▼

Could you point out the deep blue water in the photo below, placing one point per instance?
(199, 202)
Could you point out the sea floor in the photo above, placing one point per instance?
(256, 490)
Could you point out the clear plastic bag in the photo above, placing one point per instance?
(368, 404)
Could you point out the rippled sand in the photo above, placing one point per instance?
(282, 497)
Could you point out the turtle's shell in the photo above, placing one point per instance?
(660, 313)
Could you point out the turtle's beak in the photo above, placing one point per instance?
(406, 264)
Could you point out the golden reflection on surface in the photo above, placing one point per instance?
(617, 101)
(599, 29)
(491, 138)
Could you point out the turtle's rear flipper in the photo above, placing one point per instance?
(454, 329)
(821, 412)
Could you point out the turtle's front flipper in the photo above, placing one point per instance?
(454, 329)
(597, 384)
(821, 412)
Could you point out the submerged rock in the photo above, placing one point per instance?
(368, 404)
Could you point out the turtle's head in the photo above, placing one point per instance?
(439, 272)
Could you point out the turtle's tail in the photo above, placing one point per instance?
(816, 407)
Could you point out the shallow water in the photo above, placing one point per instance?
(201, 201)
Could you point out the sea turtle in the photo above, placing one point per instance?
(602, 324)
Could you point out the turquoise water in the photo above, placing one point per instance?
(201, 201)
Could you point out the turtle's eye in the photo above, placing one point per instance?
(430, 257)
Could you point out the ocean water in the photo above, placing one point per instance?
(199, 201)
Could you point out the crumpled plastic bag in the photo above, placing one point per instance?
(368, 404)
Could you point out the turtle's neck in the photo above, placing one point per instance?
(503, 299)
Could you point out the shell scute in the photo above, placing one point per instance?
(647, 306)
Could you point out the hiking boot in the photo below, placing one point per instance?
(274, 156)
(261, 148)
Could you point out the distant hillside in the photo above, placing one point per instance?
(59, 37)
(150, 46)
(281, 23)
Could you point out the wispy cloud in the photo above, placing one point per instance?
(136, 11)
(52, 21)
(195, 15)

▲

In the entries, find the line containing "Could you point out the hiking" and output it and all remaining lines exactly.

Could you point out the hiking boot in the photo below, placing one point per instance?
(274, 156)
(261, 148)
Could you point out the distant hillside in the photo above, placing one point per instance?
(59, 37)
(150, 46)
(281, 23)
Could you point out the wispy cloud in the photo above, placing one point per instance?
(136, 11)
(52, 21)
(195, 15)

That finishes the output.